» **OBJETIVO**
Você pode dar continuidade ao texto sobre meditação e o Vazio, começando logo após a última frase dele?

» **TRECHO CITADO**
Ora emerge um pensamento, ora surge outro. Todos os pensamentos sucedem-se na inconstância e nenhum deles conserva-se. Nossos hábitos levam a pensar que são sempre os mesmos pensamentos. Mas essa impressão ilusória nascem em razão do nosso apego e fixação. É nesse momento que precisamos examinar o fluxo de nossos pensamentos e observar se realmente é um fluxo inconstante ou um bloco estático. Durante a meditação, perceberemos que todo e qualquer pensamento desvanece no Vazio.

Um determinado pensamento ou sentimento em si nada possui de substancial. Eis que então percebemos que em toda a Existência o que aflora é o Vazio de todas as coisas, o Vazio do pensamento, do sentimento e de todos os outros fenômenos. Porém, ainda durante a meditação, outro fenômeno paradoxal revela-se: o Vazio em si não é algo que subsiste de modo permanente como um “pensamento” ou um “estado de ser” nem algo efêmero e inexistente.

“Na medida em que cultivamos o estado de Vazio em conexão com a Essência Originária, percebemos que os nossos pensamentos não possuem uma existência permanente”. Crédito: reprodução da internet.

Em estado profundo de meditação, sentimos que ocorre tanto a sucessividade efêmera de instantes descontínuos como o fluxo permanente de um Tempo Indivisível. Tanto um aspecto quanto um outro são apenas dois lados da mesma moeda, tanto o Vazio Transcendente como a Existência com suas manifestações dualísticas são duas faces do mesmo Rosto Originário como já dizia Laozi.

» **ENTRADAS SELECIONADAS**

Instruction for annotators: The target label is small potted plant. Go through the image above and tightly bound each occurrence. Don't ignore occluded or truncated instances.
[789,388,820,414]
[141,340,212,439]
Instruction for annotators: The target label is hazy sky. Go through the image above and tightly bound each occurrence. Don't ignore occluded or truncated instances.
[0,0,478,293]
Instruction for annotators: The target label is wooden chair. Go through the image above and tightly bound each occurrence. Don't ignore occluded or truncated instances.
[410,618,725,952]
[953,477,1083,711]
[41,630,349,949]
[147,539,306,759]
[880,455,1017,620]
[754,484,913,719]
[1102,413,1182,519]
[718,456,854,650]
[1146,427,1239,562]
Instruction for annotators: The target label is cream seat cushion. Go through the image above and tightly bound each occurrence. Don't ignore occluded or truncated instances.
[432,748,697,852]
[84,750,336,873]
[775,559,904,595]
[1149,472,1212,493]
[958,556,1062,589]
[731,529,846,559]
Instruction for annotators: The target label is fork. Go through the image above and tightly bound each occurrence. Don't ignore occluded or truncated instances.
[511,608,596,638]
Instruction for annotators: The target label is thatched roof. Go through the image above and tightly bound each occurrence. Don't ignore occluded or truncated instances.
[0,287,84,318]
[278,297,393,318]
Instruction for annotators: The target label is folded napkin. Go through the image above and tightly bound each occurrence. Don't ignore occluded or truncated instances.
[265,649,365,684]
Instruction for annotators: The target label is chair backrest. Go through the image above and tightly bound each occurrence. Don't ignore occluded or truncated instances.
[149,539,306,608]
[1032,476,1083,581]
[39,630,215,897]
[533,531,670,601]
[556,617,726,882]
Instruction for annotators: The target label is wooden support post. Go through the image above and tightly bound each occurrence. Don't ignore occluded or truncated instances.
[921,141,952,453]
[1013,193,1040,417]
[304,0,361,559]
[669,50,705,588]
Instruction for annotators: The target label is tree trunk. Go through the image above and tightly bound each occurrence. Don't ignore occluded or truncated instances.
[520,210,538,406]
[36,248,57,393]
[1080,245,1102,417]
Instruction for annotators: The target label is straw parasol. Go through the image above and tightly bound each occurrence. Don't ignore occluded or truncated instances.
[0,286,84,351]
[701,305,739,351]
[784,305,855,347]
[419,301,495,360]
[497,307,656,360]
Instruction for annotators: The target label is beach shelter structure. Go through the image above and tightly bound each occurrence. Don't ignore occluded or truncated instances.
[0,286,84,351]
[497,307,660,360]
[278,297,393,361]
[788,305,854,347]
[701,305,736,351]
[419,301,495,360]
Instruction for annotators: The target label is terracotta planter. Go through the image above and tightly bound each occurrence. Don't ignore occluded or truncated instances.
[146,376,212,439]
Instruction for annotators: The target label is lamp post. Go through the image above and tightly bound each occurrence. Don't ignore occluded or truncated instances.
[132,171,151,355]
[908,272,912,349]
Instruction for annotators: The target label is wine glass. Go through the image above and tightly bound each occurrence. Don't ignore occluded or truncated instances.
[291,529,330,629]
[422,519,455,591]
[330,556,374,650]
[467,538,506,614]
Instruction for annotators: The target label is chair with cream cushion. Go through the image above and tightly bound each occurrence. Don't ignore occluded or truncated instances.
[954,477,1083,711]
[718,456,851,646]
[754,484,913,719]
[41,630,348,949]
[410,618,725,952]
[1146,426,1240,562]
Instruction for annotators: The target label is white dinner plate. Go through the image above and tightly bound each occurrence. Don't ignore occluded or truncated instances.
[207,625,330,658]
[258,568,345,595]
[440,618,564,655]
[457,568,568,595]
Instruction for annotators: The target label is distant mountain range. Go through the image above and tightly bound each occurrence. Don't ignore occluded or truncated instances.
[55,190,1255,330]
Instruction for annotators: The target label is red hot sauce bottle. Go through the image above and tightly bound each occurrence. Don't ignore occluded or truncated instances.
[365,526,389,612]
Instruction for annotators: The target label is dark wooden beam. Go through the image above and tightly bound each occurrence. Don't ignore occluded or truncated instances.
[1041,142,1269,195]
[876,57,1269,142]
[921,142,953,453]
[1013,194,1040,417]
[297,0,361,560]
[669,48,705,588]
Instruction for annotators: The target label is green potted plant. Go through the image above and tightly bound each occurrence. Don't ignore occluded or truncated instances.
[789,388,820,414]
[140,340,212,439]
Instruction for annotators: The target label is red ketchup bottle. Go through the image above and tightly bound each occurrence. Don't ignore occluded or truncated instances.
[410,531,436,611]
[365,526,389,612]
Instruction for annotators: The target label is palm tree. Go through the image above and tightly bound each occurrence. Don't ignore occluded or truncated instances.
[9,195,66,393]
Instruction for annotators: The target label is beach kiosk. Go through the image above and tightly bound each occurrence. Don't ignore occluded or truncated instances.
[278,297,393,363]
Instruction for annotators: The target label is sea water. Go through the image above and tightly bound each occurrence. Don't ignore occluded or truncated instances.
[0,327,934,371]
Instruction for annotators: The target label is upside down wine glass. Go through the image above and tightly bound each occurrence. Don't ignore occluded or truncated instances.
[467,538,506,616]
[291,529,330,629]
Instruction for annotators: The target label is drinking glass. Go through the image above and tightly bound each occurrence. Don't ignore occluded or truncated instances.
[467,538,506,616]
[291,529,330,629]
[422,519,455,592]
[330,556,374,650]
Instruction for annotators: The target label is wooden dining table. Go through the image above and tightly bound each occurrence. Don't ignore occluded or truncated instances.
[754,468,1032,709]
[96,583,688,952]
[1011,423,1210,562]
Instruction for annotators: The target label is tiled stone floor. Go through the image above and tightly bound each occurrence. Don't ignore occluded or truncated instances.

» **RESPOSTA**
No fundo, quem separa ou liga um instante a outro é a nossa mente (心-xin). Tanto a sucessividade descontínua como a indivisibilidade contínua são modos de perceber que em si não são falsos nem verdadeiros. É nesse instante que deixa de fazer sentido saber o que é constante ou inconstante, o que é verdadeiro ou ilusório, o que existe ou não existe. Cessa toda especulação e, consequentemente, toda aflição mental. Se fluirmos no aqui e agora com naturalidade, penetraremos na dimensão luminosa do Mistério (玄-xúan) onde sentimos que somos apenas centelhas da Suprema Harmonia (太和-tàihé).

Não somos mais constantes ou inconstantes, não somos mais ou menos que ninguém, não somos mais o pensamento ou a emoção, ou qualquer outra essência substancial. Não importa o que somos ou deixamos de ser. Simplesmente somos aquilo que já éramos, assim como é uma árvore, um rochedo ou um pequeno inseto. Somos aquilo que por si mesmo é (自然-zìrán). Não sentimos mais nenhuma necessidade de nomear (definir) e de saber o que nos acontece. Simplesmente respiramos e somos o fluxo do Sopro Vital (气-qì). No Sopro há a Existência tanto como o Vazio. É ali que a Vida nasce e renasce, pois todas as coisas transformam-se. Desse modo, somos o Vazio (无-wú) tanto como a Existência (有-yǒu) de todas as coisas, a Luz e a Escuridão do fluxo desse Mistério.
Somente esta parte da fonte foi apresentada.